Pytania do rozwiązania
#1 Czy stwierdzenia (a) Bertrand Russell był brytyjskim filozofem, (b) Wojciech Brochwicz był byłym szefem UOP, (c) Sławomir Cenckiewicz jest historykiem zgadzają się z artykułem o śmierci gen. Petelickiego? Przy każdym odpowiedz „tak” lub „nie” i przytocz rozstrzygające słowa artykułu.
#2 W jakim kraju, według artykułu o śmierci gen. Petelickiego, generał był między innymi na wojnie?
#3 Zwróć z artykułu o śmierci gen. Petelickiego dokładny fragment: zacznij od słów „Nasza Loteria NaM”, a zakończ po słowach „że ma odejść.”.

Fragment dokumentu
■ ■ ■ ■
Nasza Loteria NaM - pasek na kartach artykułów

Gen. Sławomir Petelicki nie żyje. Jutro rusza formalne śledztwo

Stanisław Cybruch
Stanisław Cybruch
Brytyjski filozof, matematyk i eseista, Bertrand Russell mawiał, że wojna nie rozstrzyga, kto ma rację, lecz kto ma odejść. Gen. Sławomir Petelicki był na wojnie m.in. w Iraku. Zasłynął brawurą w obronie Amerykanów. Nikt nie przewidział, że ma odejść.

Śmierć twórcy i pierwszego dowódcy GROM-u, generała Sławomira Petelickiego, poruszyła nie tylko jego znajomych i kolegów, ale też współpracowników i byłych zwierzchników. Wstrząśnięty jest jego śmiercią były szef wywiadu i resortu spraw wewnętrznych, Zbigniew Siemiątkowski. "Pamiętam go jako osobę szaloną, ale w tej służbie szansę na osiągnięcie sukcesu mają właśnie osoby tego pokroju" – cytuje wypowiedź Zbigniewa Siemiątkowskiego "Rzeczpospolita".

Według niego, jeśli generał Petelicki "targnął się na swoje życie, to jest to wina systemu, który nie potrafił stworzyć mechanizmu opieki nad osobami, które opuszczają służbę" - informuje rp.pl.

Wojciech Brochwicz, były wiceminister spraw wewnętrznych, który przyjaźnił się z gen. Petelickim, kilka dni temu widział się z generałem. I nic nie wskazywało na to, że ma jakieś trudne problemy przez które może targnąć się na swoje życie. "Z tego co wiem, nie miał żadnych problemów natury prawnej, czy zdrowotnej" – powiedział dziennikarzom "Rzeczpospolitej". Wojciech Brochwicz podkreśla zasługi gen. Petelickiego dla wojska. Przypomina, że chciał "nowoczesnej armii i zrobił wszystko, by GROM stał się formacją podziwianą na całym świecie".

Historyk, były pracownik IPN, Sławomir Cenckiewicz mówi, że gen. Petelicki był symbolem transformacji. Jego zdaniem, we trójkę, czyli "razem z Gromosławem Czempińskim i Aleksandrem Makowskim, należał do kręgu oficerów komunistycznych służb specjalnych, którzy bardzo dobrze urządzili się w nowej rzeczywistości, zyskując nawet zaufanie niektórych kręgów amerykańskich, choć wiele lat działali przeciw USA i polskiej opozycji".

Śmiercią generała Petelickiego bardzo poruszony był też były szef UOP, gen. Gromosław Czempiński. "Tak dalece wydaje mi się to nieprawdopodobne, że czekam na wiadomość, że coś innego się stało niż to, bo to jest dla mnie nieprawdopodobne. (…) Dla mnie jest to duży szok" – mówił mediom gen. Czempiński.

Generał Sławomir Petelicki - twórca jednostki specjalnej GROM, znanej i bardzo cenionej w USA i na świecie - zasłużenie został honorowym członkiem "zielonych beretów" armii USA oraz prezesem Fundacji Byłych Żołnierzy Jednostek Specjalnych "GROM".
■ ■ ■ ■
Surowe dane
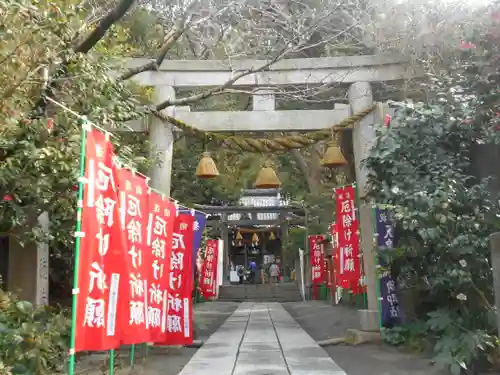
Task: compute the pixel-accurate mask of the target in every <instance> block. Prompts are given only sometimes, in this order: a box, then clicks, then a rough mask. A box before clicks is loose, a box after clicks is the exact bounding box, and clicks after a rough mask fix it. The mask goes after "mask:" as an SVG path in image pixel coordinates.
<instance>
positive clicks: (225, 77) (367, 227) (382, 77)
mask: <svg viewBox="0 0 500 375" xmlns="http://www.w3.org/2000/svg"><path fill="white" fill-rule="evenodd" d="M145 61H146V60H145V59H131V60H129V61H127V65H128V67H136V66H140V65H142V64H144V62H145ZM265 64H266V61H258V60H242V61H236V62H234V63H233V65H232V66H231V67H228V66H226V65H224V64H223V63H222V62H220V61H168V60H167V61H164V62H163V63H162V65H161V66H160V68H159V70H158V71H149V72H143V73H141V74H139V75H137V76H135V77H134V79H135V80H136V82H137V83H139V84H142V85H148V86H154V87H155V89H156V90H155V92H156V100H157V102H158V103H161V102H164V101H166V100H168V99H174V98H175V88H200V87H203V88H207V89H208V88H210V87H218V86H221V85H224V84H225V83H226V82H228V80H230V79H231V78H233V77H234V74H235V72H236V73H237V72H241V71H245V70H248V69H251V68H258V67H261V66H264V65H265ZM410 72H411V69H409V66H408V65H407V64H406V63H405V61H404V60H401V59H399V58H388V57H384V56H354V57H331V58H312V59H289V60H282V61H278V62H277V63H275V64H273V65H272V66H270V67H269V68H267V69H266V70H263V71H259V72H256V73H253V74H248V75H246V76H244V77H242V78H240V79H239V80H237V81H236V82H235V83H234V84H232V85H231V86H232V87H240V88H241V87H245V88H246V87H253V88H254V89H256V90H257V91H256V95H254V96H253V111H241V112H222V111H210V112H190V110H189V107H184V106H183V107H168V108H166V109H165V111H166V112H167V113H168V114H169V115H170V116H173V117H175V118H178V119H179V120H182V121H184V122H185V123H187V124H190V125H194V126H197V127H198V128H199V129H201V130H209V131H215V132H227V131H232V132H234V131H238V132H245V131H252V132H256V131H266V132H273V131H274V132H286V131H290V132H292V131H301V132H305V131H312V130H317V129H324V128H328V127H330V126H331V125H332V124H335V123H338V122H340V121H342V120H344V119H345V118H347V117H348V116H349V115H351V114H353V113H357V112H359V111H361V110H363V109H365V108H367V107H369V106H370V105H372V103H373V96H372V89H371V84H370V83H371V82H380V81H395V80H400V79H405V78H409V77H408V76H407V75H408V73H410ZM335 84H338V85H349V88H348V92H347V96H348V99H349V105H346V104H337V105H335V108H334V109H333V110H301V111H292V110H290V111H276V110H275V98H274V95H273V94H272V92H271V91H269V88H272V87H286V86H307V87H313V86H325V85H335ZM259 88H260V89H261V91H259ZM266 89H267V91H266ZM378 121H380V119H378V118H377V117H376V116H375V115H374V113H371V114H369V115H368V116H366V117H365V118H363V119H362V120H361V121H359V123H358V124H356V125H355V127H354V130H353V146H354V157H355V168H356V180H357V184H358V187H359V188H360V189H359V191H360V192H361V195H362V196H361V198H363V195H364V193H363V192H364V190H365V182H366V171H365V170H363V169H362V168H361V164H360V162H361V160H363V159H364V158H365V157H366V156H367V153H368V152H369V150H370V148H371V145H372V142H373V140H374V129H373V124H375V123H376V122H378ZM127 125H128V127H127V128H126V130H133V131H141V132H148V133H149V137H150V140H151V144H152V145H153V147H152V148H153V150H152V152H153V153H154V155H155V156H158V155H160V158H161V163H159V164H158V165H156V166H155V167H154V168H153V170H152V171H151V173H150V176H151V183H152V186H153V187H154V188H156V189H158V190H161V191H163V192H165V193H166V194H168V193H169V192H170V181H171V169H172V151H173V141H174V138H173V134H172V130H173V127H172V125H170V124H169V123H166V122H164V121H163V120H161V119H159V118H157V117H150V118H149V119H147V121H145V122H134V123H131V124H127ZM123 130H125V128H124V129H123ZM360 218H361V226H360V231H361V236H362V243H361V246H362V250H363V253H364V257H363V259H364V269H365V273H366V277H367V287H368V308H369V309H368V310H361V313H360V317H361V328H362V329H365V330H378V327H379V325H378V317H377V315H378V301H377V293H376V290H377V287H376V283H377V277H376V270H375V263H374V256H373V255H374V254H373V243H372V236H373V233H372V223H371V220H372V219H371V215H370V206H369V205H367V204H362V205H361V207H360ZM40 223H41V225H42V227H43V228H45V229H44V230H47V228H48V215H43V216H42V217H41V218H40ZM16 246H18V245H17V244H16V243H15V241H12V244H10V245H9V250H8V254H9V260H8V263H9V267H8V268H9V270H10V271H14V270H15V272H8V274H9V277H8V286H9V289H11V290H14V291H17V290H21V298H24V299H28V300H31V301H33V302H34V303H36V304H38V305H40V304H46V303H48V288H49V277H48V269H49V267H48V255H49V249H48V246H47V245H46V244H39V245H38V246H37V245H34V244H33V245H29V246H27V248H25V249H24V251H17V250H18V249H17V247H16ZM34 274H36V277H31V275H34Z"/></svg>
■ ■ ■ ■
Odpowiedzi do ćwiczenia
#1
(a) Tak: „Brytyjski filozof, matematyk i eseista, Bertrand Russell”.
(b) Nie: „Wojciech Brochwicz, były wiceminister spraw wewnętrznych”.
(c) Tak: „Historyk, były pracownik IPN, Sławomir Cenckiewicz”.

#2 W Iraku.

#3
Nasza Loteria NaM - pasek na kartach artykułów

Gen. Sławomir Petelicki nie żyje. Jutro rusza formalne śledztwo

Stanisław Cybruch
Stanisław Cybruch
Brytyjski filozof, matematyk i eseista, Bertrand Russell mawiał, że wojna nie rozstrzyga, kto ma rację, lecz kto ma odejść. Gen. Sławomir Petelicki był na wojnie m.in. w Iraku. Zasłynął brawurą w obronie Amerykanów. Nikt nie przewidział, że ma odejść.